Starting at the line that holds "of the elderly", set down each line through the end of the listing, exactly as written and with nothing added.

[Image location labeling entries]
━━━━━━━━━━━━━━━━
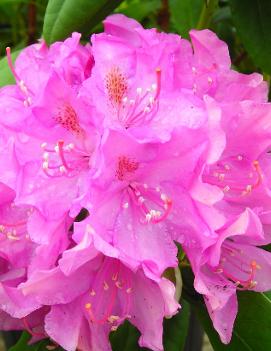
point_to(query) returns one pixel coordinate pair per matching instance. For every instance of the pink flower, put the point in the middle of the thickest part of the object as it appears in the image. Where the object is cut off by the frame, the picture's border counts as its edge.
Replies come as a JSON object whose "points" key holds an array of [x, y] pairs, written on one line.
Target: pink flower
{"points": [[109, 293], [233, 263], [132, 82]]}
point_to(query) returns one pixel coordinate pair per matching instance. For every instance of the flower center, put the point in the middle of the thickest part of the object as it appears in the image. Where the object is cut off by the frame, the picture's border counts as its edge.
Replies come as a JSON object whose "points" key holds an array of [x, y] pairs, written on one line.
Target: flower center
{"points": [[236, 176], [125, 167], [132, 112], [68, 119], [64, 160], [154, 206], [110, 295], [237, 267], [13, 222]]}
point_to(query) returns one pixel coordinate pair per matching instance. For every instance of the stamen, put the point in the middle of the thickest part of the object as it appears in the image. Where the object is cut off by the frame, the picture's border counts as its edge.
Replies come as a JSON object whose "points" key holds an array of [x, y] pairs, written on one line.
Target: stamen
{"points": [[232, 257], [143, 196], [236, 176]]}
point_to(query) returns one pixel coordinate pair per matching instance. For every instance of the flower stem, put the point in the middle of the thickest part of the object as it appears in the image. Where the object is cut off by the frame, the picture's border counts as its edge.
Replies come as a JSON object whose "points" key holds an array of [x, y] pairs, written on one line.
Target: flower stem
{"points": [[206, 15]]}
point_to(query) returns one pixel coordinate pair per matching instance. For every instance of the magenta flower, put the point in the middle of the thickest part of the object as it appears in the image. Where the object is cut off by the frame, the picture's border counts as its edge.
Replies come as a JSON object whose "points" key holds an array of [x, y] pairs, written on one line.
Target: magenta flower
{"points": [[233, 263], [108, 294]]}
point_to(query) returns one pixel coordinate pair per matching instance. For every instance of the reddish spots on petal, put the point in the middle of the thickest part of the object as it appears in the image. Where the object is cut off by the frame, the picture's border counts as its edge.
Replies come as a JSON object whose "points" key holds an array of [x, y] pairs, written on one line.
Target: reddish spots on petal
{"points": [[116, 85], [125, 165], [67, 117]]}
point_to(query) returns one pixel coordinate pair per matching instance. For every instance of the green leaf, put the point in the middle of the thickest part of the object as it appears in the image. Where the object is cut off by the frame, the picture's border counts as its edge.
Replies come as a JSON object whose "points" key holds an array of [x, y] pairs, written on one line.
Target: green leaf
{"points": [[185, 14], [126, 338], [252, 326], [62, 17], [138, 9], [6, 76], [252, 19], [175, 331]]}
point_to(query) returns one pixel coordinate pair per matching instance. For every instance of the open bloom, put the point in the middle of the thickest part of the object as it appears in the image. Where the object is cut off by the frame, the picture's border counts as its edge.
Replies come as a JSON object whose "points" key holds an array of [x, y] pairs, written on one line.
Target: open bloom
{"points": [[93, 292], [233, 263]]}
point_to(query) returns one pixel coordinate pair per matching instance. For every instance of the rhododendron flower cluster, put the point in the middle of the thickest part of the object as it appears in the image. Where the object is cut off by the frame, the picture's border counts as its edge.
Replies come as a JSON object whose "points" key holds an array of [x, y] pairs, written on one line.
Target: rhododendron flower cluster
{"points": [[112, 153]]}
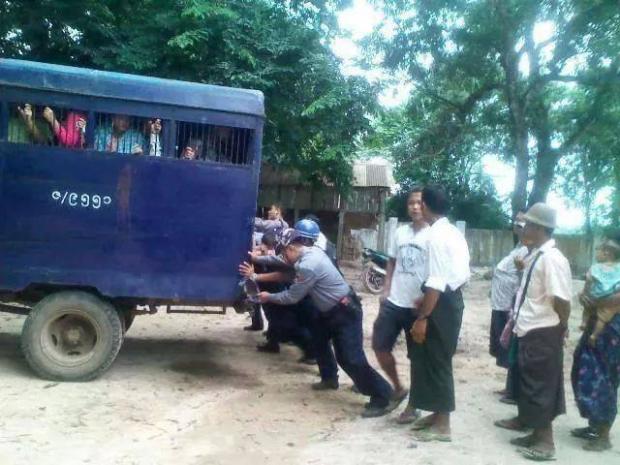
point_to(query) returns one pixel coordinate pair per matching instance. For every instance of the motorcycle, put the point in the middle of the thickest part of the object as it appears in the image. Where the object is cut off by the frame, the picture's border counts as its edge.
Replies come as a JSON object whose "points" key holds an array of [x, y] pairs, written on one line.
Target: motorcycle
{"points": [[373, 276]]}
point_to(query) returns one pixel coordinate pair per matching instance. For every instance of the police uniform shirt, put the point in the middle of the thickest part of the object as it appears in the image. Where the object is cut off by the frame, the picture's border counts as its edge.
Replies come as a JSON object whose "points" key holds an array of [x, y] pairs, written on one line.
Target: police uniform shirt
{"points": [[448, 257], [315, 275]]}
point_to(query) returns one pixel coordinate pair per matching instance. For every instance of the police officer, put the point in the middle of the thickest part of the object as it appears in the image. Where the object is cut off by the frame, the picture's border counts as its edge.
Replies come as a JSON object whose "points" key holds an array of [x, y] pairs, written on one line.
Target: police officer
{"points": [[339, 318]]}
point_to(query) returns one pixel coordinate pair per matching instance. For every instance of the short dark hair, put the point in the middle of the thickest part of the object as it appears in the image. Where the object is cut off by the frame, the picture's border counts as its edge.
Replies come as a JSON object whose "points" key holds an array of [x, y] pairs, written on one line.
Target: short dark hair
{"points": [[414, 190], [269, 239], [313, 217], [436, 199]]}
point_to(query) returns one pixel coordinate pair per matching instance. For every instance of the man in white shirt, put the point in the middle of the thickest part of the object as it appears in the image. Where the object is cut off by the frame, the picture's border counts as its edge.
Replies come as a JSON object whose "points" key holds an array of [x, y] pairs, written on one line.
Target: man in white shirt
{"points": [[504, 287], [541, 316], [436, 330], [406, 271]]}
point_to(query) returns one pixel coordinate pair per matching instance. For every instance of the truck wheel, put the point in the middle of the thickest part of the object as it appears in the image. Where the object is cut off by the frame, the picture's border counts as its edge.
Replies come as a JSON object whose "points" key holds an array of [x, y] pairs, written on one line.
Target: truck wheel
{"points": [[71, 336]]}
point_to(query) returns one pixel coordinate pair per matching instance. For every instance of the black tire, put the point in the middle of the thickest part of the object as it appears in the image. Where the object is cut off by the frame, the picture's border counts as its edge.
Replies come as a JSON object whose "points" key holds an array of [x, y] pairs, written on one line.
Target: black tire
{"points": [[71, 336], [373, 281]]}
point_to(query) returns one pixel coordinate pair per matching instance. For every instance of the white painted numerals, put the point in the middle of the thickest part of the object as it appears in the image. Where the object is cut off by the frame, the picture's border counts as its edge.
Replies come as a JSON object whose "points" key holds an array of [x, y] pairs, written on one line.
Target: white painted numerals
{"points": [[73, 199]]}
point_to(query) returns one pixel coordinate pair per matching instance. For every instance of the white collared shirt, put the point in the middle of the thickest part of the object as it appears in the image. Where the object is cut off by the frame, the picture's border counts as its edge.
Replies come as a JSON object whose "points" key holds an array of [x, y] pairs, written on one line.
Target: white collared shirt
{"points": [[506, 280], [448, 256], [551, 277]]}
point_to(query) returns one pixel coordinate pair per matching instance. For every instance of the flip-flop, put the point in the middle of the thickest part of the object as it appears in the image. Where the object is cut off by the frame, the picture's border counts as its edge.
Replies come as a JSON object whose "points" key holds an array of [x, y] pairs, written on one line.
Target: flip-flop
{"points": [[507, 424], [427, 435], [421, 424], [537, 455], [407, 417], [397, 398]]}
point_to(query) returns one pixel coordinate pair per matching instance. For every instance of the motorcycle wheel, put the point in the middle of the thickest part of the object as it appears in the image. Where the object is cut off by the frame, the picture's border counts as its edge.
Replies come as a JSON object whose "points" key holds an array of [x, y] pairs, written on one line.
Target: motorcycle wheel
{"points": [[373, 281]]}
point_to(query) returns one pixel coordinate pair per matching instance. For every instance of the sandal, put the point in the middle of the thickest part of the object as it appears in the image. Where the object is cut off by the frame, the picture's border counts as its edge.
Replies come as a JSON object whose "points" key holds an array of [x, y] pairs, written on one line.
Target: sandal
{"points": [[422, 423], [511, 424], [407, 416], [429, 435], [537, 455]]}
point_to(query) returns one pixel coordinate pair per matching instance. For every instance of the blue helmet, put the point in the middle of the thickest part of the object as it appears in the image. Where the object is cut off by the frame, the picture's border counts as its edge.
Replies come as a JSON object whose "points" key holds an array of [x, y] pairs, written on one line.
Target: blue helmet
{"points": [[307, 229]]}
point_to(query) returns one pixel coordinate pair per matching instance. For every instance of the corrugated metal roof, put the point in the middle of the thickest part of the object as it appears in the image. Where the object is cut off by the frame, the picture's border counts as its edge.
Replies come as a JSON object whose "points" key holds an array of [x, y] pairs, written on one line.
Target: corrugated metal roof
{"points": [[364, 175], [372, 175]]}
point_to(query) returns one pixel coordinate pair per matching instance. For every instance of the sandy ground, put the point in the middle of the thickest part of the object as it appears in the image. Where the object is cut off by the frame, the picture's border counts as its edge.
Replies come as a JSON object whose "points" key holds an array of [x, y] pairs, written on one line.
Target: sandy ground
{"points": [[191, 389]]}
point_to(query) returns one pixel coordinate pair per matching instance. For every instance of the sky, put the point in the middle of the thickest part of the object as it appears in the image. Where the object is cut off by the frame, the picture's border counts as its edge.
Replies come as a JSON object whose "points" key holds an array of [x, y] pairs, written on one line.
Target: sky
{"points": [[360, 20]]}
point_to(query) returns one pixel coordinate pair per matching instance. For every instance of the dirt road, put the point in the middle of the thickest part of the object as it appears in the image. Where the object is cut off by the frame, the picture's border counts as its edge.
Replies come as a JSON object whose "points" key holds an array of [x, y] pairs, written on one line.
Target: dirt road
{"points": [[192, 390]]}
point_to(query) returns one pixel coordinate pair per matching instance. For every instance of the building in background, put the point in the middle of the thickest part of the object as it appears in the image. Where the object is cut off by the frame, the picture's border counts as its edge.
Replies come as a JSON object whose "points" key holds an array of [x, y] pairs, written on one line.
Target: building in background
{"points": [[342, 219]]}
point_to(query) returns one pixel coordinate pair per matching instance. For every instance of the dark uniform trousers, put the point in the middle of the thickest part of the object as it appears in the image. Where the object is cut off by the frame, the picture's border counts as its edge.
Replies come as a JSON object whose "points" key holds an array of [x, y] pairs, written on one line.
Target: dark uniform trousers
{"points": [[342, 326]]}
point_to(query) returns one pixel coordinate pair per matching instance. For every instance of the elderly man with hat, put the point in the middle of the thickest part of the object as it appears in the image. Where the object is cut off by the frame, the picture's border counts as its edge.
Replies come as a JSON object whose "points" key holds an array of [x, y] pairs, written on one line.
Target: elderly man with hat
{"points": [[540, 322]]}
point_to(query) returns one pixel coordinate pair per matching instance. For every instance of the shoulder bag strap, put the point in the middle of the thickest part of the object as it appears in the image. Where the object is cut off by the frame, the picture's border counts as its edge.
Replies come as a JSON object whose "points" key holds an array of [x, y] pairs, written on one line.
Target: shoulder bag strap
{"points": [[527, 284]]}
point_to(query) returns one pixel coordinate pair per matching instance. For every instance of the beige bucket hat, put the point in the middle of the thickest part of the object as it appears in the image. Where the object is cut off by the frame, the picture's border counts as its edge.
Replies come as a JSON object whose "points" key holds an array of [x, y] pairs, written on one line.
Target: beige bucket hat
{"points": [[542, 215]]}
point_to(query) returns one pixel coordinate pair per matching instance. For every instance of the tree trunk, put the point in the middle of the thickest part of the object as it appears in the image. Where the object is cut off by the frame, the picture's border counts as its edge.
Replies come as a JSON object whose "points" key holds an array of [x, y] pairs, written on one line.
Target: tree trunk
━━━━━━━━━━━━━━━━
- _EXERCISE RESPONSE_
point_to(query) returns one pixel coordinate pair per matching instance. For every instance of the elderly man with hat, put the point in the middle of the thickest part of the object as it appears in the image. Where the object is cut off by the frame, the picture's border counts as its edge.
Replies come as a JSON object whose "points" key holds an array of [x, y] pairs, written on one line.
Target: elderly man with hat
{"points": [[540, 322]]}
point_to(query) returns one pixel coordinate pair per matching instance. For every instance of the shoulder bag strap, put the point in the middle of the thickest part of the object as it appears in the image. Where the object is cut off by the frame, the picture's border counts as its edge.
Replies come as a JSON object whose "points" key holds an array of [x, y] pairs, written on one line.
Target: shoulder bag strap
{"points": [[527, 284]]}
point_to(query) returns one pixel coordinate pair per matching instance. For every instance of the beige bucket hat, put the point in the middle of the thickest part of the object as it appears in the image. Where the object is cut off by the frame, the picture's border counts as its edge.
Replies come as a JSON object whose "points" key holds an array of [x, y] pairs, written on one line.
Target: beige bucket hat
{"points": [[542, 215]]}
point_to(query) returns one pixel coordinate pair per matching instance. For every instance of the tree trunk, put the point in the middle of the thickest part of the object as it appears in the image. Where the object is cut off by the frame, the picture's border counts as its edge.
Replies come as a JSON object whose "points" key holds an array of [x, y] pairs, written on one line.
Target: tree trunk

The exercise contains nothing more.